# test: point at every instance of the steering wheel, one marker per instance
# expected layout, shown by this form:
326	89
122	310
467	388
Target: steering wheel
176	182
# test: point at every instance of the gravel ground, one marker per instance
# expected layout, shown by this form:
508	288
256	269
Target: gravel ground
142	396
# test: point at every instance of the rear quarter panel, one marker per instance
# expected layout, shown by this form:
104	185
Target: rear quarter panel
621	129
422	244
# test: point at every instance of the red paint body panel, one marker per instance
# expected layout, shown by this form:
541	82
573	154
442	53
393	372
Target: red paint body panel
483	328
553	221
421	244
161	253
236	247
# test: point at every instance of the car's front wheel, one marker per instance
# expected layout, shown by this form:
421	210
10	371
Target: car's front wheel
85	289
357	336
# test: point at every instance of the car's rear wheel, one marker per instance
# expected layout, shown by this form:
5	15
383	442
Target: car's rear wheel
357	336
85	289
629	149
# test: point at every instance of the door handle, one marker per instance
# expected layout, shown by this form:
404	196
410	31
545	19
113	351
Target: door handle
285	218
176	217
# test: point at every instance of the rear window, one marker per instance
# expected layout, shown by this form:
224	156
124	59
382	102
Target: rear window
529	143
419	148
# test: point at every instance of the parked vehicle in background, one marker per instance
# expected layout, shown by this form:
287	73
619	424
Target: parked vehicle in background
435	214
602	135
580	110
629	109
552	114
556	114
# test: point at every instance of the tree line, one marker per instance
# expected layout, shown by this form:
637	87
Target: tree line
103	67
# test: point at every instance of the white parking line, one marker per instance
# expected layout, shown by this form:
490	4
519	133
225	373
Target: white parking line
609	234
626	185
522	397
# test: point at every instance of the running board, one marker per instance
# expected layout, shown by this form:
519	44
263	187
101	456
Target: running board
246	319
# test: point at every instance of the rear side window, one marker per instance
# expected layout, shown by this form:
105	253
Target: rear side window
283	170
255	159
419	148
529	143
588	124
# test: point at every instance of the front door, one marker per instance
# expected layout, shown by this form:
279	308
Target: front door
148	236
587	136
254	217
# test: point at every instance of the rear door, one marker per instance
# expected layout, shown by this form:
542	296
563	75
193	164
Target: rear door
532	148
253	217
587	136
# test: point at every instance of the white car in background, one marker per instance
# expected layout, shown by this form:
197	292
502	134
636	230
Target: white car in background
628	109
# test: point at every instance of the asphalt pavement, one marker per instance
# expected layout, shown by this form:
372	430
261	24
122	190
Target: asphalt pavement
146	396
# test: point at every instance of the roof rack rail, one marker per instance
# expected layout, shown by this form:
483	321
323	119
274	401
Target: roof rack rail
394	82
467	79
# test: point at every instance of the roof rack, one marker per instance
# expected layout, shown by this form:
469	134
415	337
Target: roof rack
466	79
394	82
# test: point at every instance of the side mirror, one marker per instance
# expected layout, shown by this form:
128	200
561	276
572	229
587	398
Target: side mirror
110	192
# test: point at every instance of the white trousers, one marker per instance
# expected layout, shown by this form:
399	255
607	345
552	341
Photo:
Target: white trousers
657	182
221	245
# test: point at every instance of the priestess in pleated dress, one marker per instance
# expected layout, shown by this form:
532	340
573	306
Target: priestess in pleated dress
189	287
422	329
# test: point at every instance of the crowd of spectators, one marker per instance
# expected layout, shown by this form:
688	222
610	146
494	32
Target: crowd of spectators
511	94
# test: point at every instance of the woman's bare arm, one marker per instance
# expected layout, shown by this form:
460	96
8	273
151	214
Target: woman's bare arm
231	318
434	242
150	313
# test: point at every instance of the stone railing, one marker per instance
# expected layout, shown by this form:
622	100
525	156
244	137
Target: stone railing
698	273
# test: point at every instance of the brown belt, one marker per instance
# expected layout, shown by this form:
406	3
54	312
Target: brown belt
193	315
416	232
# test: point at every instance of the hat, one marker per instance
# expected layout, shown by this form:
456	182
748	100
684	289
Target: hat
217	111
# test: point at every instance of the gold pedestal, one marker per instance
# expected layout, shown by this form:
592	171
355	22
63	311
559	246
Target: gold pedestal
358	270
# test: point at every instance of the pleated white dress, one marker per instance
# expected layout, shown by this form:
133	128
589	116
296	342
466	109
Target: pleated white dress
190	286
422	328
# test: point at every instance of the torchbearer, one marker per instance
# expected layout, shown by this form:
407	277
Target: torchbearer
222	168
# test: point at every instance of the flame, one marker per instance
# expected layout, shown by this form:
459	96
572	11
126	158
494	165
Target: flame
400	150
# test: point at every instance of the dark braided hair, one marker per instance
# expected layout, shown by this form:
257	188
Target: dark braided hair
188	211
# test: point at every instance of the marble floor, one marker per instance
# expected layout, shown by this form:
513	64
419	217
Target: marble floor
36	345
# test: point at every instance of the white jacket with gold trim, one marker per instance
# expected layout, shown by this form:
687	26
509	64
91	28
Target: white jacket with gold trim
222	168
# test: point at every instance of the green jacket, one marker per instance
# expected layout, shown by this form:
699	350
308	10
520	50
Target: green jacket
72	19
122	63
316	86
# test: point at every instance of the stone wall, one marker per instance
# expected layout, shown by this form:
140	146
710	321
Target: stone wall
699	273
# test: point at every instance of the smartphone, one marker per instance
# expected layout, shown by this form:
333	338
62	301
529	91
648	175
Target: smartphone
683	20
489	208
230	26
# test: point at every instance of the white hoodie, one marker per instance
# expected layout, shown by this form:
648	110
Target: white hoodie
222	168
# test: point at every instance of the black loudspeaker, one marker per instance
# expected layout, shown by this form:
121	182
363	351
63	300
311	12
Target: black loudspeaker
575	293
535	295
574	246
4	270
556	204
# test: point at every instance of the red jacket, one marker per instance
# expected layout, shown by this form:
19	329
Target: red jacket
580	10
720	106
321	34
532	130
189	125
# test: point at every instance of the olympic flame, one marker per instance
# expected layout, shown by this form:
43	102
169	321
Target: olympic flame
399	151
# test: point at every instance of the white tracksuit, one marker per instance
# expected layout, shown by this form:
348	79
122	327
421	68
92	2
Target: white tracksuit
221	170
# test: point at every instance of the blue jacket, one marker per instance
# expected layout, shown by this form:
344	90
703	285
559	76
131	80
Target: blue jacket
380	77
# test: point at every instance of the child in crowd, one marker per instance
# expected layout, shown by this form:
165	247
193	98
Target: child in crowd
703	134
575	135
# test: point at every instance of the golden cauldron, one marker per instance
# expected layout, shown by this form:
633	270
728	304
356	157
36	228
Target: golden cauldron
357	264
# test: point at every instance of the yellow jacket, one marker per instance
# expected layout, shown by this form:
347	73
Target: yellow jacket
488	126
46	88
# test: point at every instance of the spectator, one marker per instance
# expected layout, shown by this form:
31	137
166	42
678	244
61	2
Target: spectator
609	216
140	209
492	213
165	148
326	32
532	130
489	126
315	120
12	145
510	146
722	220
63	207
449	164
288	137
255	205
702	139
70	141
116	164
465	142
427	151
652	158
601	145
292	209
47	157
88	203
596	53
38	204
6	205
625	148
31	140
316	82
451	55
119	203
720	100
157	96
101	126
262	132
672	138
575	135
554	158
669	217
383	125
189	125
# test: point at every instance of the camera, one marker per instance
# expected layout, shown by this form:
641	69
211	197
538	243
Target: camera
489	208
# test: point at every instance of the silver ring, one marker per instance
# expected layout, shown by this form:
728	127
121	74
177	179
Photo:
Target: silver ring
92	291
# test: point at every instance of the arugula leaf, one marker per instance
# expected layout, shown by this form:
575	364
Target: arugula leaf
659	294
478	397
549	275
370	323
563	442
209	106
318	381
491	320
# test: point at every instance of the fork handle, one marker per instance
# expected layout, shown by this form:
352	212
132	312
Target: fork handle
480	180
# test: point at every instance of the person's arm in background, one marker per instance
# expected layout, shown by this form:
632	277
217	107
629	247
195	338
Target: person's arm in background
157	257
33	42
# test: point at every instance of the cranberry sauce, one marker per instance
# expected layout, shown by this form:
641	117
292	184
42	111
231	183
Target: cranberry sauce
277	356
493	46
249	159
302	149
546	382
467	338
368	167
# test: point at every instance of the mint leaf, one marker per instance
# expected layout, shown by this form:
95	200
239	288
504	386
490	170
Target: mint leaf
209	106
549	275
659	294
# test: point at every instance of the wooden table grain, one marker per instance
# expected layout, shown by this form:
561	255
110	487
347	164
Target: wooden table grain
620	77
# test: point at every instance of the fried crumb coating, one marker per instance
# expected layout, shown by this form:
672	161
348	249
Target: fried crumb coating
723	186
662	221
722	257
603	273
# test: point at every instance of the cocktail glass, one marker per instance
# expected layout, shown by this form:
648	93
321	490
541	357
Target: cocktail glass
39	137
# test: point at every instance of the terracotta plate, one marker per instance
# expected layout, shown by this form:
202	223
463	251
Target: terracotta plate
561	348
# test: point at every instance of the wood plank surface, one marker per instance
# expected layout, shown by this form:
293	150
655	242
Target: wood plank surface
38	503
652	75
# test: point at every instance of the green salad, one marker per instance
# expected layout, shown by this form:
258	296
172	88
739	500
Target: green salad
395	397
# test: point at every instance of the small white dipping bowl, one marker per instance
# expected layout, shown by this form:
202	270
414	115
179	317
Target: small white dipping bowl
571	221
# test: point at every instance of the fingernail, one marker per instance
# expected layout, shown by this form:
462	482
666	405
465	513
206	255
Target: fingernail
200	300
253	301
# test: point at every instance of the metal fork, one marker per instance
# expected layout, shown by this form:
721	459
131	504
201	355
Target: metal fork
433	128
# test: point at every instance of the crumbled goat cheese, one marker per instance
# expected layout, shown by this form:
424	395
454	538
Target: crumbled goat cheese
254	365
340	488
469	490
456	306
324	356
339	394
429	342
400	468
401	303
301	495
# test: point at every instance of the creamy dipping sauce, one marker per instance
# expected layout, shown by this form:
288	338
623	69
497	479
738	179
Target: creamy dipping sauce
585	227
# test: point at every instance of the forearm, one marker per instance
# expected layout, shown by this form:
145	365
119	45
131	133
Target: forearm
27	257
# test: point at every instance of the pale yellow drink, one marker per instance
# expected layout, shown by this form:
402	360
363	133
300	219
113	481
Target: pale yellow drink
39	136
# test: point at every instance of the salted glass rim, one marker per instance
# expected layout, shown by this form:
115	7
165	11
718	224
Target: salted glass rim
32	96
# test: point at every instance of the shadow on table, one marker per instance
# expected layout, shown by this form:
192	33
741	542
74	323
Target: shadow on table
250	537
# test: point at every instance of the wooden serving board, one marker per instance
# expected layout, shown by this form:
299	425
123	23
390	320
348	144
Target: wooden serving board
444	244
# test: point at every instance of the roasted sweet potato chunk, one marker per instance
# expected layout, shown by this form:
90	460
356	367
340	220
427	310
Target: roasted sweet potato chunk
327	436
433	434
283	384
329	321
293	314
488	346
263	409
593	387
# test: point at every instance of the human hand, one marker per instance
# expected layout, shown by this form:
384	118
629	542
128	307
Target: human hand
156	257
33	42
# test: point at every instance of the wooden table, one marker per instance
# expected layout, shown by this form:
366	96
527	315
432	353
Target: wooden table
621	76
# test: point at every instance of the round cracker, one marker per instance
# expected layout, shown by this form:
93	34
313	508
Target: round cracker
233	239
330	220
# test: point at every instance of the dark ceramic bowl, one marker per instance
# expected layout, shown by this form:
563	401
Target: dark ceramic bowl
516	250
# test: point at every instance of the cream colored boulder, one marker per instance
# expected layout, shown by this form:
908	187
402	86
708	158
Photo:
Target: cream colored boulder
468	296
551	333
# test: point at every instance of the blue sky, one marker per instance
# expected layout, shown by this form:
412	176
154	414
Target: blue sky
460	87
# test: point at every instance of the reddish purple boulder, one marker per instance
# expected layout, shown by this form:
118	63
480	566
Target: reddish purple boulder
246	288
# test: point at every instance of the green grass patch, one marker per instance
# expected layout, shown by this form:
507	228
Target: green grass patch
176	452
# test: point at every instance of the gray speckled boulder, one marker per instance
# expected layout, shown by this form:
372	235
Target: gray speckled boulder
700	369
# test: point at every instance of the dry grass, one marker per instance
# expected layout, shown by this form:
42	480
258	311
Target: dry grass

Goal: Shift the answer coordinates by 11: reproduce the records from the line with "# test: point at every instance of the dark ceramic" through the end of the records, requests included, adding 11 to every coordinate in the answers and keeping everything else the same.

Task result:
# test: point at every instance of the dark ceramic bowl, one marker per instance
# expected layout, shown by this form:
563	401
Target: dark ceramic bowl
527	261
# test: point at every instance of the cream colored boulder, one marker per instance
# expected layout, shown by this form:
908	187
402	86
708	158
Photo:
Target: cream colored boulder
479	307
562	344
# test: point at every instance of the blue sky, one marker per instance
# expected layout, shown by this form:
412	176
154	414
Target: blue sky
471	98
# test: point at every instance of the reddish purple boulder, one marker per instance
# expected layout, shown by this form:
118	63
480	566
Target: reddish purple boulder
257	299
# test: point at every instance of the green grass patch, one marker per instance
# expected layout, shown by this form:
507	228
Target: green grass patch
187	463
# test: point at every instance of the gray speckled boulder, one marker per instance
# expected layout, shown by this form:
372	235
Target: gray speckled boulder
711	380
# test: point at every instance of the dry grass, one marker per instance
# expected layout, shown by this form:
42	480
258	311
Target: dry grass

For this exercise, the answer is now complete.